Extract |
Let's talk about how to make a dashi before we get to this simple, delicious soup. Everything I've read about preparing konbu-katsuobushi dashi (kelp and dried, shaved bonito) says to first add the konbu to a pot of water and bring it to just a boil, then to remove the konbu before the water starts to really boil. Atsushi took a totally different approach.
First, Atsushi soaked a six-inch piece of konbu overnight in a pot of about two cups of water. Then, he brought the water up to a boil over medium heat -- and kept boiling with the konbu inside. He told me that he spoke to his father about preparing dashi here in New York, and his father advised to boil the konbu because our water is much harder than in Kyoto (harder meaning containing more minerals).
Atsushi fanned the aroma of the liquid to his nose as he watched the konbu boil, and tasted the liquid. He explained that when white bubbles appear on the surface of the liquid and you can really sense the fragrance of the konbu, it's ready. At this point, he turned off the heat and removed the konbu, after about five minutes of boiling.
Now Atsushi waited for the liquid to cool. Technically the liquid should cool to 80-degrees Celsius (176-degrees Fahrenheit) before adding the katsuobushi, he said. After a couple of minutes, he estimated that the water cooled sufficiently, and added a handful of katusobushi. He tasted the liquid, and added another handful. Remember, the liquid is not being heated at this point. After a few minutes, the liquid developed a rich katsuobushi taste and aroma. The dashi was ready. At this point, Atsushi strained the liquid through a sieve lined with a sarashi, a thin cheesecloth-like piece of cotton fabric (cheesecloth will work, too).

[Data listing]
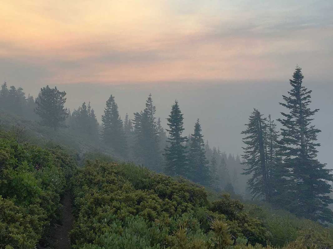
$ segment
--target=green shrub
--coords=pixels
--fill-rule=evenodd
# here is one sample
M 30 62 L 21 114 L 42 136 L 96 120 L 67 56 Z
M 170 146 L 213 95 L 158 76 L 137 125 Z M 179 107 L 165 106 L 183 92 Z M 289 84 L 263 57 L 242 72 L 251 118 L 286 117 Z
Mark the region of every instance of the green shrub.
M 19 144 L 0 132 L 0 248 L 35 248 L 59 218 L 60 197 L 76 167 L 70 158 L 60 148 Z

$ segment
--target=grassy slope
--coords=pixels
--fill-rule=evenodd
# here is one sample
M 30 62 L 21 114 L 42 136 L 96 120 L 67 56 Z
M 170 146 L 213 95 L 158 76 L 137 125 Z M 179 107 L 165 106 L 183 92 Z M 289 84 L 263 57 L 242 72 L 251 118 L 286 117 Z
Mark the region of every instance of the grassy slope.
M 42 146 L 49 145 L 52 143 L 65 145 L 72 152 L 75 152 L 72 154 L 75 154 L 77 160 L 82 161 L 85 155 L 92 159 L 99 158 L 110 162 L 117 157 L 114 156 L 113 151 L 97 141 L 92 140 L 91 138 L 85 137 L 84 134 L 73 133 L 72 131 L 66 129 L 55 131 L 41 126 L 35 122 L 25 120 L 0 111 L 0 127 L 12 130 L 13 126 L 18 126 L 25 127 L 25 133 L 20 139 Z M 97 150 L 96 148 L 98 150 Z M 111 156 L 112 159 L 109 159 L 109 156 Z M 136 176 L 138 178 L 141 175 L 141 174 L 138 173 Z M 221 197 L 218 194 L 209 192 L 206 192 L 205 194 L 207 200 L 220 200 Z M 265 232 L 271 235 L 269 237 L 271 243 L 277 246 L 281 246 L 286 242 L 294 240 L 300 236 L 301 237 L 302 234 L 303 236 L 306 234 L 312 234 L 313 231 L 311 229 L 319 231 L 320 236 L 323 237 L 329 238 L 329 233 L 333 233 L 331 230 L 323 230 L 322 227 L 317 223 L 298 218 L 287 212 L 273 210 L 269 207 L 260 208 L 247 204 L 243 208 L 242 211 L 246 213 L 249 218 L 257 218 L 260 220 L 261 225 L 265 228 Z
M 74 248 L 285 248 L 333 247 L 332 230 L 144 168 L 93 161 L 73 179 Z M 257 245 L 257 248 L 260 246 Z

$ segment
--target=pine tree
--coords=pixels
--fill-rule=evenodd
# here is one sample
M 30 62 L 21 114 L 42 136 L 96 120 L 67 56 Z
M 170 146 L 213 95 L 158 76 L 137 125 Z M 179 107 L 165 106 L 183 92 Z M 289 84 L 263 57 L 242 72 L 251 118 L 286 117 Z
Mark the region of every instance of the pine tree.
M 267 174 L 267 181 L 270 197 L 276 195 L 276 186 L 284 181 L 279 177 L 277 168 L 281 164 L 281 158 L 278 156 L 279 146 L 278 138 L 279 133 L 276 130 L 276 124 L 269 115 L 266 125 L 265 134 L 265 155 Z
M 89 104 L 88 106 L 88 107 L 90 108 L 88 109 L 88 110 L 90 108 L 90 102 L 89 102 Z M 89 127 L 91 131 L 91 134 L 93 135 L 96 135 L 95 138 L 97 139 L 98 138 L 98 126 L 99 124 L 98 124 L 98 122 L 97 121 L 97 119 L 96 118 L 96 115 L 95 114 L 95 111 L 94 109 L 91 108 L 90 110 L 90 111 L 88 111 L 88 113 L 89 113 L 90 123 Z
M 146 102 L 143 112 L 134 114 L 133 120 L 135 142 L 134 154 L 137 161 L 155 171 L 161 169 L 162 155 L 160 139 L 151 94 Z
M 283 96 L 284 102 L 280 103 L 288 113 L 281 113 L 283 118 L 278 120 L 283 126 L 279 141 L 283 163 L 279 173 L 281 178 L 288 180 L 278 190 L 277 202 L 297 215 L 332 222 L 333 211 L 327 208 L 333 203 L 328 195 L 332 188 L 325 181 L 333 181 L 333 176 L 316 159 L 320 145 L 317 135 L 321 131 L 311 123 L 319 109 L 309 107 L 312 91 L 303 85 L 303 78 L 301 69 L 296 67 L 289 81 L 289 95 Z
M 186 147 L 184 144 L 187 138 L 182 136 L 184 130 L 183 114 L 176 100 L 172 105 L 169 118 L 167 119 L 169 136 L 169 144 L 165 149 L 165 171 L 171 176 L 185 176 L 187 173 L 188 163 Z
M 217 157 L 218 156 L 216 148 L 213 147 L 213 154 L 210 160 L 210 172 L 211 174 L 212 187 L 216 190 L 219 188 L 219 180 L 217 169 Z
M 123 121 L 118 111 L 118 105 L 112 95 L 106 102 L 104 115 L 102 115 L 103 137 L 104 142 L 116 152 L 123 156 L 127 153 L 126 138 Z
M 254 109 L 249 118 L 249 123 L 245 125 L 246 129 L 242 134 L 246 136 L 243 141 L 246 145 L 243 147 L 243 158 L 246 161 L 244 175 L 251 176 L 248 181 L 249 188 L 253 198 L 257 196 L 264 196 L 269 202 L 271 193 L 268 182 L 269 173 L 266 164 L 265 146 L 264 130 L 266 129 L 265 119 L 258 110 Z
M 50 88 L 48 85 L 41 88 L 34 111 L 42 119 L 42 124 L 55 130 L 65 121 L 68 116 L 67 109 L 64 106 L 66 95 L 64 91 L 60 91 L 57 87 Z
M 1 100 L 2 103 L 5 103 L 9 94 L 8 88 L 7 87 L 7 83 L 5 82 L 1 85 L 1 91 L 0 92 L 0 99 Z
M 208 186 L 210 183 L 210 172 L 208 161 L 206 158 L 203 137 L 198 119 L 194 125 L 194 132 L 191 134 L 191 146 L 188 153 L 190 169 L 187 174 L 193 181 Z
M 132 125 L 132 122 L 127 113 L 125 116 L 125 119 L 124 120 L 124 130 L 125 134 L 128 138 L 129 138 L 132 132 L 133 127 Z

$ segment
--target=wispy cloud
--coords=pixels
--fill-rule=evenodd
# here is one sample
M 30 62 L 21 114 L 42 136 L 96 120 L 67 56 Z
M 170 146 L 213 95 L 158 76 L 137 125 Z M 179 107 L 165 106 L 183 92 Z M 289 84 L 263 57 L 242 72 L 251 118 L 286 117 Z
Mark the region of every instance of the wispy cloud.
M 0 5 L 0 75 L 18 80 L 279 79 L 297 63 L 328 78 L 332 65 L 330 0 Z

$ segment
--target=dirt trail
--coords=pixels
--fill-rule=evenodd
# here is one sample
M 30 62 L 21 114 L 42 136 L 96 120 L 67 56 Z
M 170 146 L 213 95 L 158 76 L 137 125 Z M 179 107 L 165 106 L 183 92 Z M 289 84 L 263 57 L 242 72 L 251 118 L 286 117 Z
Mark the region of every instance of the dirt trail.
M 69 193 L 65 196 L 63 200 L 62 225 L 55 225 L 56 227 L 52 237 L 57 242 L 57 247 L 59 249 L 70 249 L 71 243 L 68 237 L 72 229 L 74 218 L 72 213 L 71 195 Z

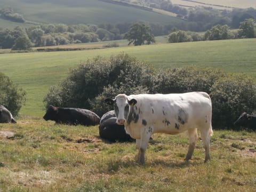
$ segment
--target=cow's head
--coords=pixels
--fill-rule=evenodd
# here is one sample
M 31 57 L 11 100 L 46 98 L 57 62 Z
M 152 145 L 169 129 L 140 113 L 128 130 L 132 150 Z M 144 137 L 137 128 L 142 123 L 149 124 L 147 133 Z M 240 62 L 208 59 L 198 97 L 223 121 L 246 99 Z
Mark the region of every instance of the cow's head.
M 46 111 L 46 113 L 43 117 L 45 121 L 54 121 L 58 113 L 58 107 L 50 105 Z
M 244 112 L 240 115 L 237 120 L 234 123 L 234 124 L 238 126 L 246 125 L 248 123 L 248 121 L 251 118 L 251 116 L 247 113 Z
M 119 125 L 124 125 L 127 122 L 131 107 L 137 103 L 134 99 L 129 100 L 126 95 L 120 94 L 115 99 L 107 98 L 105 102 L 108 105 L 114 105 L 116 123 Z

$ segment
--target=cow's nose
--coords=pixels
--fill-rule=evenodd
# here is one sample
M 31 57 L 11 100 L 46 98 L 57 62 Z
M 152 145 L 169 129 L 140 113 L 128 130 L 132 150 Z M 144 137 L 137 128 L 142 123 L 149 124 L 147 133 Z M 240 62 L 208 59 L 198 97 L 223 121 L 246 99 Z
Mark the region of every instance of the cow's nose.
M 125 119 L 117 120 L 117 124 L 119 125 L 124 125 L 125 123 Z

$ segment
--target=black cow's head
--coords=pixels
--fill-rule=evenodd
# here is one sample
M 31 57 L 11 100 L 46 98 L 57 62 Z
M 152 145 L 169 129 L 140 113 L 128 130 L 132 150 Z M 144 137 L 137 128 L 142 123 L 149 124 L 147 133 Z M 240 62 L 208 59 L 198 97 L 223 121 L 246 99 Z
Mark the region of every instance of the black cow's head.
M 57 118 L 58 113 L 58 107 L 50 105 L 46 111 L 46 113 L 44 115 L 43 118 L 45 121 L 55 121 Z
M 116 123 L 119 125 L 124 125 L 128 119 L 131 108 L 137 101 L 134 99 L 129 100 L 128 97 L 124 94 L 117 95 L 115 99 L 107 98 L 105 102 L 108 105 L 114 105 Z

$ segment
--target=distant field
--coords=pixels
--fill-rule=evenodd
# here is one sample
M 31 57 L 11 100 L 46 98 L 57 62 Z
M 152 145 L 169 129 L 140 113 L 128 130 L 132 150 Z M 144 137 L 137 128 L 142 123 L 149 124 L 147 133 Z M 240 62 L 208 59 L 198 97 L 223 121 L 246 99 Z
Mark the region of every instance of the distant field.
M 49 87 L 68 75 L 69 69 L 97 55 L 109 57 L 121 52 L 166 68 L 190 65 L 243 73 L 256 82 L 256 39 L 183 43 L 161 43 L 77 51 L 0 54 L 0 71 L 27 93 L 20 114 L 42 116 L 43 99 Z
M 166 14 L 95 0 L 1 0 L 0 7 L 6 5 L 22 14 L 26 20 L 40 23 L 114 25 L 139 20 L 175 24 L 183 21 Z
M 256 8 L 256 3 L 254 0 L 172 0 L 173 4 L 179 4 L 181 5 L 186 5 L 190 6 L 209 6 L 214 9 L 230 9 L 228 7 L 246 9 L 249 7 Z M 203 4 L 206 4 L 209 5 Z M 218 5 L 223 6 L 214 6 L 213 5 Z

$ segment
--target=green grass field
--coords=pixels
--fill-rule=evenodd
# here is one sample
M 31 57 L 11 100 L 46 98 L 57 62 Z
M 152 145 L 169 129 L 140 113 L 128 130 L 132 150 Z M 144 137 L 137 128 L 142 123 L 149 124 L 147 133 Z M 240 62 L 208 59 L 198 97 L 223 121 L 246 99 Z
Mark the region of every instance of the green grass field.
M 77 51 L 0 54 L 0 71 L 27 92 L 20 114 L 42 116 L 43 99 L 51 85 L 68 75 L 69 70 L 97 55 L 108 58 L 121 52 L 158 68 L 190 65 L 241 73 L 256 81 L 256 39 L 159 43 Z
M 2 0 L 0 7 L 6 6 L 22 14 L 26 20 L 43 23 L 114 25 L 133 22 L 138 18 L 163 25 L 186 22 L 165 14 L 95 0 Z
M 97 126 L 23 119 L 0 131 L 1 191 L 255 190 L 255 132 L 214 131 L 206 163 L 199 139 L 186 162 L 186 133 L 155 134 L 141 165 L 135 143 L 102 141 Z M 6 131 L 14 135 L 7 139 Z
M 140 165 L 135 143 L 110 143 L 99 138 L 98 126 L 54 125 L 42 116 L 50 86 L 66 78 L 69 69 L 97 55 L 124 52 L 158 68 L 212 67 L 243 73 L 256 82 L 255 43 L 236 39 L 0 54 L 0 71 L 27 92 L 18 123 L 0 124 L 0 191 L 253 191 L 255 132 L 213 127 L 212 159 L 206 163 L 199 139 L 191 160 L 185 162 L 187 133 L 155 134 L 146 163 Z

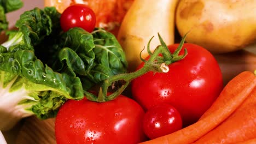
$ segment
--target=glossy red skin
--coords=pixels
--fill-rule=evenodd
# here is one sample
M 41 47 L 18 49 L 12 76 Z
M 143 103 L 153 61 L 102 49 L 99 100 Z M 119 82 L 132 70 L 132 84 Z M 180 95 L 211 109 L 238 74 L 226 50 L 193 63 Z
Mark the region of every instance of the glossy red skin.
M 178 44 L 168 46 L 173 52 Z M 213 55 L 198 45 L 185 43 L 180 55 L 188 55 L 168 65 L 167 73 L 149 72 L 131 83 L 133 98 L 145 109 L 170 104 L 181 113 L 184 126 L 196 122 L 216 99 L 223 87 L 219 66 Z M 139 69 L 144 64 L 139 65 Z
M 133 100 L 120 95 L 104 103 L 69 100 L 56 117 L 57 143 L 138 143 L 146 139 L 144 112 Z
M 91 32 L 95 27 L 96 16 L 92 10 L 86 5 L 75 4 L 64 10 L 60 17 L 60 23 L 65 32 L 78 27 Z
M 170 104 L 153 106 L 147 111 L 143 118 L 143 130 L 150 139 L 172 133 L 182 128 L 181 114 Z

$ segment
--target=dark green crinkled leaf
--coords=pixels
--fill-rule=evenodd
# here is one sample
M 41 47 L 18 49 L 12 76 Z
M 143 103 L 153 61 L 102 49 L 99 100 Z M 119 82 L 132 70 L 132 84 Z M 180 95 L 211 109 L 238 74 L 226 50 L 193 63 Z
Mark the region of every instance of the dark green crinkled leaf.
M 20 15 L 15 26 L 23 33 L 26 44 L 29 46 L 34 46 L 51 34 L 53 21 L 56 21 L 55 19 L 60 16 L 56 10 L 55 8 L 40 9 L 35 8 Z
M 0 32 L 8 28 L 8 22 L 6 19 L 4 8 L 0 5 Z
M 102 29 L 92 33 L 95 47 L 95 66 L 91 73 L 98 80 L 126 72 L 125 55 L 115 36 Z
M 3 7 L 5 13 L 16 10 L 23 7 L 21 0 L 0 0 L 0 5 Z
M 0 53 L 3 58 L 0 70 L 16 74 L 33 83 L 49 87 L 49 91 L 57 92 L 68 99 L 83 98 L 82 83 L 77 77 L 54 72 L 37 59 L 33 51 L 22 50 L 15 52 Z
M 55 70 L 79 77 L 88 89 L 110 76 L 126 71 L 121 46 L 112 33 L 96 28 L 92 34 L 80 28 L 69 29 L 58 42 Z

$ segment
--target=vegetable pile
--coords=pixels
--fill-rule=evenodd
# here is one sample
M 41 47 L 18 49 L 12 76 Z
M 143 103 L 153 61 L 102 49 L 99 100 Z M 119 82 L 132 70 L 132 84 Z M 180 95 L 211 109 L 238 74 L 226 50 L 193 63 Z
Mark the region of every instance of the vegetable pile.
M 135 0 L 118 38 L 97 27 L 90 4 L 68 4 L 62 14 L 35 8 L 20 15 L 17 30 L 4 27 L 0 130 L 35 115 L 56 117 L 57 143 L 255 142 L 256 70 L 223 86 L 211 51 L 185 43 L 193 32 L 173 44 L 174 10 L 184 4 L 156 2 Z M 161 7 L 173 13 L 149 13 Z
M 54 7 L 21 14 L 18 31 L 8 32 L 1 46 L 1 130 L 20 118 L 55 117 L 67 99 L 82 99 L 84 91 L 126 71 L 124 53 L 103 29 L 75 27 L 63 32 Z

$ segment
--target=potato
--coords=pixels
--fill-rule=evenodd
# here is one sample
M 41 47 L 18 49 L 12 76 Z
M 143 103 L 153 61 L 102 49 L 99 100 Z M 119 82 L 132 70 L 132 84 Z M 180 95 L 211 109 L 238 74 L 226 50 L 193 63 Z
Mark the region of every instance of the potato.
M 159 33 L 166 44 L 174 43 L 174 15 L 178 0 L 135 0 L 121 24 L 118 40 L 125 52 L 129 70 L 134 71 L 141 63 L 142 56 L 148 56 L 147 45 L 153 51 L 160 41 Z
M 186 41 L 213 53 L 243 49 L 256 40 L 255 0 L 181 0 L 176 14 Z

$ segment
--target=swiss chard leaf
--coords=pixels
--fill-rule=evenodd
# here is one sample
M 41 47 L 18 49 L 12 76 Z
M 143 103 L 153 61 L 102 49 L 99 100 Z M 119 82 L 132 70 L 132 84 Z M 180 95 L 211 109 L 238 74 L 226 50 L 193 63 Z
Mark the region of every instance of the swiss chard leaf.
M 84 89 L 126 72 L 125 53 L 110 33 L 96 28 L 91 34 L 75 27 L 64 33 L 60 39 L 59 61 L 53 68 L 80 77 Z
M 5 13 L 16 10 L 23 7 L 21 0 L 0 0 L 0 5 L 3 8 Z
M 0 32 L 8 28 L 5 14 L 18 10 L 23 6 L 21 0 L 0 0 Z
M 44 9 L 35 8 L 22 14 L 15 26 L 23 35 L 23 40 L 28 47 L 40 43 L 56 27 L 60 14 L 53 7 Z

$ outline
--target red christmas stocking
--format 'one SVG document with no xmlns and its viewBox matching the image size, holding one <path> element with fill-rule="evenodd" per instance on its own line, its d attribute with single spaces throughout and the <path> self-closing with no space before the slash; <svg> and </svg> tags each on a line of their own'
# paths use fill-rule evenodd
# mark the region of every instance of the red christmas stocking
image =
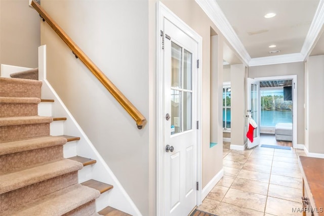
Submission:
<svg viewBox="0 0 324 216">
<path fill-rule="evenodd" d="M 249 120 L 249 131 L 247 133 L 247 137 L 250 140 L 251 143 L 253 142 L 253 132 L 254 129 L 257 127 L 257 123 L 252 118 Z"/>
</svg>

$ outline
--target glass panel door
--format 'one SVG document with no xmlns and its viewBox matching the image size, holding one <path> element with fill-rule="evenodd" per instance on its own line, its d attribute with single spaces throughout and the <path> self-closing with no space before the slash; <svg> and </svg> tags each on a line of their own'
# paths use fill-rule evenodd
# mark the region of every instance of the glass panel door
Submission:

Problems to work on |
(a) Rewrite the dashi passage, everything from "Now Atsushi waited" down to "will work, too).", replacing "sieve" with "strainer".
(b) Extend the dashi passage, picking up right after its final sentence.

Per-task answers |
(a)
Now Atsushi waited for the liquid to cool. Technically the liquid should cool to 80-degrees Celsius (176-degrees Fahrenheit) before adding the katsuobushi, he said. After a couple of minutes, he estimated that the water cooled sufficiently, and added a handful of katusobushi. He tasted the liquid, and added another handful. Remember, the liquid is not being heated at this point. After a few minutes, the liquid developed a rich katsuobushi taste and aroma. The dashi was ready. At this point, Atsushi strained the liquid through a strainer lined with a sarashi, a thin cheesecloth-like piece of cotton fabric (cheesecloth will work, too).

(b)
Preparing dashi in this manner is clearly a game of finesse. All I can suggest is to practice making it and taste, practice making it and taste. At one point as we were cooking, Atsushi turned to me and said, "I want to bring you to my father's restaurant again to taste real dashi." Atsushi's on to something. If there's a Japanese restaurant that you particularly love, why not ask the chef if you can try his or her dashi? That'll give you a flavor baseline you can use to get your own dashi down.
Once you've strained the liquid, you can use the cooked katsuobushi to prepare niban dashi, or "second dashi." (You don't reuse the konbu.) Place the katsuobushi and two cups of water in a pot and bring to a boil. When the liquid is boiling, add another handful of fresh katsuobushi (called oigatsuo, if I got it right -- "chaser katsuo"). Now turn off the heat and after about five minutes, strain the liquid through a sarashi.
Okay, on to the miso soup!
Here's what you need:
- Two cups of dashi
- One cake of silken tofu (softest tofu)
The technique: Heat dashi to a boil and turn off heat. Now dissolve about two tablespoons of miso into the liquid. What kind of miso? Up to you, but I used a coarse, rustic barley miso I found at Sunrise Market that had a pleasing salty/mellow flavor. But any good miso works. Use a strainer to dissolve the miso (I recommend you a find special miso strainers at Japanese markets -- they're cup shaped with a handle, inexpensive but invaluable). Taste the broth. It should be pretty strong, stronger than typical miso broth. Tofu has a lot of water in it, so you need a salty broth to balance that.
Now add to the broth an entire cake of silken miso, which is the softest consistency of miso. Try to buy silken miso from Japanese or Asian markets, which tastes much, much better than the health food store variety (Westbrae, et al).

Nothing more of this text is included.